> What to work on: Could you edit the material from its start through the line holding "[[626, 17], [685, 127]]", inclusive, so that "widest" replaces "thickest" and everything else stays unchanged?

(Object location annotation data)
[start]
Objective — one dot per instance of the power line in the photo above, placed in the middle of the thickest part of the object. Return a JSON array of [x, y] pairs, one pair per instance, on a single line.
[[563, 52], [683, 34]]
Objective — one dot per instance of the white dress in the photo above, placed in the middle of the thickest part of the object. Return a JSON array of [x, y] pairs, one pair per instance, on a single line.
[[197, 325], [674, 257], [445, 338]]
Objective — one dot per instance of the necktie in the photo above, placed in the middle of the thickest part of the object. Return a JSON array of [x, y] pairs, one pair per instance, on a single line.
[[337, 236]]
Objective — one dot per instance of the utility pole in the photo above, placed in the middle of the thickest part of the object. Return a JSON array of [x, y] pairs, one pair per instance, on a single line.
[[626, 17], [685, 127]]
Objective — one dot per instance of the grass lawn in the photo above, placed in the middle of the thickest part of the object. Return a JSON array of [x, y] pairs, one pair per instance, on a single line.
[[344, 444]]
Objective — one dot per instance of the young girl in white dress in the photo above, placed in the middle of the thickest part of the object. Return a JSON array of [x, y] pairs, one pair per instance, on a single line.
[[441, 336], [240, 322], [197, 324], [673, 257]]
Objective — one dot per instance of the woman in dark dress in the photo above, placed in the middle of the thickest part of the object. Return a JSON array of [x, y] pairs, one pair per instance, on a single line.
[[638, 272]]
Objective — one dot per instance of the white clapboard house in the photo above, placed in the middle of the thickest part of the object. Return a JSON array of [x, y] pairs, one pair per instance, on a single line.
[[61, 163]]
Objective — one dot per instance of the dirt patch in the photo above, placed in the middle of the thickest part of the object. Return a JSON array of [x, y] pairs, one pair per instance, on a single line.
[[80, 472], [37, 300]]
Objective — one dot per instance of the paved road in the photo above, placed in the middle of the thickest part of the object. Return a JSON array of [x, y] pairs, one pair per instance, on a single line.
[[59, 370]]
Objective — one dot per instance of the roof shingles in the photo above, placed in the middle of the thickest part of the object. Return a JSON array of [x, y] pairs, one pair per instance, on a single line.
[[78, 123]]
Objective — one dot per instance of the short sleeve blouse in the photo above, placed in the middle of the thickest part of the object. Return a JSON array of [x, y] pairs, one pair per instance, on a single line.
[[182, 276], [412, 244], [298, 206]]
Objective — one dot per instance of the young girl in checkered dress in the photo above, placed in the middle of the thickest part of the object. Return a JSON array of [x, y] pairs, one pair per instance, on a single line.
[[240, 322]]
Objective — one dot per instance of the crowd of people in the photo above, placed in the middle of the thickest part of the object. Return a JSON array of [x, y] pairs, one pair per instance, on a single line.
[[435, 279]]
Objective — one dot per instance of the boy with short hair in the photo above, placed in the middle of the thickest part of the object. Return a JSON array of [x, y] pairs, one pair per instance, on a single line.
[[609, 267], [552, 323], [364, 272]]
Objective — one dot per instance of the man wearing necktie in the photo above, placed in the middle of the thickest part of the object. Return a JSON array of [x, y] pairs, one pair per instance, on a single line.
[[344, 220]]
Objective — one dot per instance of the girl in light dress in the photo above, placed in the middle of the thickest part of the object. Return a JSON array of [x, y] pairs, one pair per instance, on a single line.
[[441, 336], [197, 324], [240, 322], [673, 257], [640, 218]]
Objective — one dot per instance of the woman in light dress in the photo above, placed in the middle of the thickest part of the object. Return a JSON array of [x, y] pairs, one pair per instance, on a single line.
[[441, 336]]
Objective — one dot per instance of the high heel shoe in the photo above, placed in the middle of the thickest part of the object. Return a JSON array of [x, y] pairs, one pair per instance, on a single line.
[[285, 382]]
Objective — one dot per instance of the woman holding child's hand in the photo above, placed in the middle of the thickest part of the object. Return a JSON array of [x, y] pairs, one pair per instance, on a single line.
[end]
> Response for this exercise:
Objective — one dot per instance of the power line in the photo above, placed in the middle of the widest part of the object. Return a JSON array of [x, y] pairs, one pair per instance, on a single line.
[[563, 52], [683, 34]]
Objective — one dot per instance of the white dress in the photo above, placed in the middle of the widest part of the object. Return a JSON array of [x, y] pairs, one pair per instance, on a single line.
[[197, 325], [674, 257], [445, 338]]
Objective — one dot per instance of the necktie in the photo above, placed in the middle of the widest part of the object. Return a JSON array of [x, y] pairs, one pair per instance, on a single line.
[[337, 236]]
Objective — one dot per instance of the utility pole in the photo above, placed in the middle of the widest part of the object. Return a JSON array of [x, y] pairs, one pair per instance, on a single line.
[[626, 17], [685, 127]]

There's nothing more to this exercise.